Data extracted from a collection:
----
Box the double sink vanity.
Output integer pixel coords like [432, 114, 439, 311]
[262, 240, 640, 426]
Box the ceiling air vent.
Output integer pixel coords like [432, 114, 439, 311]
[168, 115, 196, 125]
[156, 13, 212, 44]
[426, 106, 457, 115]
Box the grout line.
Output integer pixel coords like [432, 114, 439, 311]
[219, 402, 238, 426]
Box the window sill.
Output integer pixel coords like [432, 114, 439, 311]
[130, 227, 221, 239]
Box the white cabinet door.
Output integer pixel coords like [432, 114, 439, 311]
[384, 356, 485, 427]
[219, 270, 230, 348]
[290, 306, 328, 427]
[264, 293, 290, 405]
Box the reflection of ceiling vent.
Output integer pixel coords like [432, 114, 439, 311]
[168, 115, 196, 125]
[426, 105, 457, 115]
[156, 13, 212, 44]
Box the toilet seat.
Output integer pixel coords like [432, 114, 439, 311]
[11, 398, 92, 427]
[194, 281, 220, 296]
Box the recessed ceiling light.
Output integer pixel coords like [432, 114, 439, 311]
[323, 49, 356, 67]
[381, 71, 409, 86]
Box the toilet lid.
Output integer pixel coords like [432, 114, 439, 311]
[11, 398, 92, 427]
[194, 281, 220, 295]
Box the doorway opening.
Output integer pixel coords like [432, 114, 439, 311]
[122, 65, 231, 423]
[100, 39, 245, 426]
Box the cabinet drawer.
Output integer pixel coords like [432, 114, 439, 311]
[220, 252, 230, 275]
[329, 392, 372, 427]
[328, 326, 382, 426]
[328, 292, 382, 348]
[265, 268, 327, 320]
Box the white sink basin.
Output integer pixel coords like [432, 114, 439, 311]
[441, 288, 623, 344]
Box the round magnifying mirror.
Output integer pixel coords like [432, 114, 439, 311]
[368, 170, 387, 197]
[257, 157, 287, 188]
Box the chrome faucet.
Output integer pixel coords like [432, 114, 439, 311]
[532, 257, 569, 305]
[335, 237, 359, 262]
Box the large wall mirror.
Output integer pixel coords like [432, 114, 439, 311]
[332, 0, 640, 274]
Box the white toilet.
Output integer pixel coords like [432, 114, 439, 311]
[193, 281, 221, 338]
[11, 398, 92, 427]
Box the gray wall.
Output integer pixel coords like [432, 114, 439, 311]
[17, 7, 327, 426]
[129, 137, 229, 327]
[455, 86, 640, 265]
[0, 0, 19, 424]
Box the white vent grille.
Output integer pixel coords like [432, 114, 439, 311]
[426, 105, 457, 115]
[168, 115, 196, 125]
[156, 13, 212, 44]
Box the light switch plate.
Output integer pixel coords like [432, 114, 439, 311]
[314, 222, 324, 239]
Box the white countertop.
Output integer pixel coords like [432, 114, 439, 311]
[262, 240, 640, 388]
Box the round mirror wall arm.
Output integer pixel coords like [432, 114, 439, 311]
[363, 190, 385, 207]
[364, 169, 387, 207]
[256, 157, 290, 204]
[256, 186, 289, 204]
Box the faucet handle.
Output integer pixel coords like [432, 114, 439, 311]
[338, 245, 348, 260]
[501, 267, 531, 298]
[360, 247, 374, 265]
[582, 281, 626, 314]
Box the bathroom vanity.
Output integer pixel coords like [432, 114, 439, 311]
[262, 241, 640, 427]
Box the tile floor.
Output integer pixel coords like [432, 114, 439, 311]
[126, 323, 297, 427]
----
EXERCISE AIM: Your answer must be the lines above, unchanged, from the first one through the line that holds "Box the toilet lid.", inclusive, and no others.

WRITTEN SOLUTION:
Box the double sink vanity.
Output integer pixel coords like [432, 114, 439, 311]
[262, 240, 640, 426]
Box the ceiling air vent.
Output integer pixel coords like [432, 114, 439, 311]
[168, 115, 196, 125]
[156, 13, 212, 44]
[426, 106, 457, 115]
Box the grout line.
Output integer pixel coords like [432, 114, 439, 311]
[219, 402, 238, 426]
Box the window sill.
Output integer pixel coords like [432, 114, 439, 311]
[130, 227, 221, 239]
Box the white cabinet door.
Output integer pixel coords like [432, 114, 439, 311]
[384, 356, 485, 427]
[219, 270, 230, 348]
[290, 306, 328, 427]
[264, 293, 290, 405]
Box the reflection of ceiling vent.
Output integer pixel coords like [432, 114, 439, 311]
[168, 115, 196, 125]
[426, 105, 457, 115]
[156, 13, 212, 44]
Box the toilet seat.
Output integer pixel coords like [432, 114, 439, 311]
[11, 398, 92, 427]
[194, 281, 220, 296]
Box the recessed ceiling light.
Output integer pixel coords like [432, 114, 439, 311]
[323, 49, 356, 67]
[381, 71, 409, 86]
Box the toilet lid.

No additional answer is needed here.